→ Source data
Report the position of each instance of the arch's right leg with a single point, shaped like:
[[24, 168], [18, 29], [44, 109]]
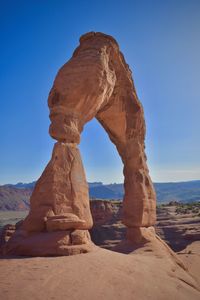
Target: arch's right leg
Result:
[[124, 122]]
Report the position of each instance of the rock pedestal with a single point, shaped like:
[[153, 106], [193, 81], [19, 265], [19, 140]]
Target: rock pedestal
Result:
[[60, 216], [95, 82]]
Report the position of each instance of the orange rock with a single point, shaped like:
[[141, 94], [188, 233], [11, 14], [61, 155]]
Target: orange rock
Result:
[[95, 82]]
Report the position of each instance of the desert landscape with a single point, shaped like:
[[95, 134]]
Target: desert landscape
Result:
[[92, 217], [177, 224]]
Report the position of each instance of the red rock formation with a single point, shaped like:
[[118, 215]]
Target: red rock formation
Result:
[[95, 82]]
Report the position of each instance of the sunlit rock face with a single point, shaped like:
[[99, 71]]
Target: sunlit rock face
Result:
[[95, 82]]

→ INSTRUCTIONS FOR THE TASK
The task calls for every line of the data to be returned exactly, without pictures.

→ ANSWER TO THE PROBLEM
Report the position of each instance of the arch's right leg with a single point, shaped like:
[[24, 168], [18, 29], [44, 109]]
Target: arch's right leg
Result:
[[124, 122]]
Report the position of each instance of the rock pedestal with a single point, shaped like:
[[153, 106], [193, 81], [19, 265], [19, 140]]
Target: rock pedestal
Result:
[[60, 216], [95, 82]]
Report the position of each instance of the orange rock with a single point, shaped like:
[[141, 94], [188, 233], [11, 14], [61, 155]]
Target: orange rock
Result:
[[95, 82]]
Report the position of each instance of the desert landscape with a single point, shaped like:
[[95, 134]]
Target: desert landscape
Result:
[[92, 217], [177, 224]]
Report the position of each instance of the red rock formation with a single point, shaped like:
[[118, 215]]
Target: red rock formation
Result:
[[95, 82]]
Report the position of each instance of the sunlit rock face with a single point, shaped like:
[[99, 71]]
Target: sunlit rock face
Result:
[[95, 82]]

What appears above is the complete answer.